WORK TASK: Skip the pictures. Give all the data again exactly.

INFORMATION GIVEN:

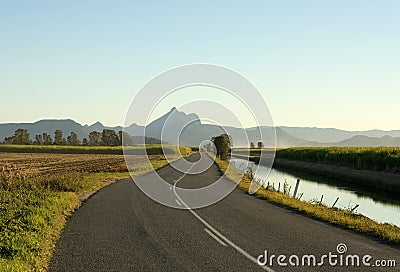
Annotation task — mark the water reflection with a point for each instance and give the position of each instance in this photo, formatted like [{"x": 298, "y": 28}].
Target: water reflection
[{"x": 313, "y": 190}]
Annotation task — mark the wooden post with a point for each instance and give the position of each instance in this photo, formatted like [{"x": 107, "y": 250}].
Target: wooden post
[
  {"x": 296, "y": 188},
  {"x": 335, "y": 202},
  {"x": 355, "y": 207}
]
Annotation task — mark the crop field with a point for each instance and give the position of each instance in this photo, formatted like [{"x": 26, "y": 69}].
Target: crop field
[
  {"x": 38, "y": 191},
  {"x": 152, "y": 149},
  {"x": 361, "y": 158}
]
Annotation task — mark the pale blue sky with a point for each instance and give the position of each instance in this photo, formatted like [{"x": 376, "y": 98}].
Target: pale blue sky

TASK RESULT:
Annotation task — mark the water reflection with a point for each instance and give the position of each instance in this photo, formatted like [{"x": 298, "y": 28}].
Target: water reflection
[{"x": 313, "y": 190}]
Annotation task — mark the wooden post with a point for each instance and give the position of each instance in this photo, formatted like [{"x": 107, "y": 250}].
Target: wooden post
[
  {"x": 296, "y": 188},
  {"x": 335, "y": 202},
  {"x": 355, "y": 207}
]
Annotation task — mark the crop field with a point for each instance and give the position of each instance in this photo, formatted like [{"x": 26, "y": 69}].
Target: crop field
[
  {"x": 38, "y": 191},
  {"x": 152, "y": 149},
  {"x": 361, "y": 158}
]
Annotation task — mark the pale blue sky with a point for each instance and give the position of each instance in this photo, formatted like [{"x": 376, "y": 98}].
Target: pale blue sky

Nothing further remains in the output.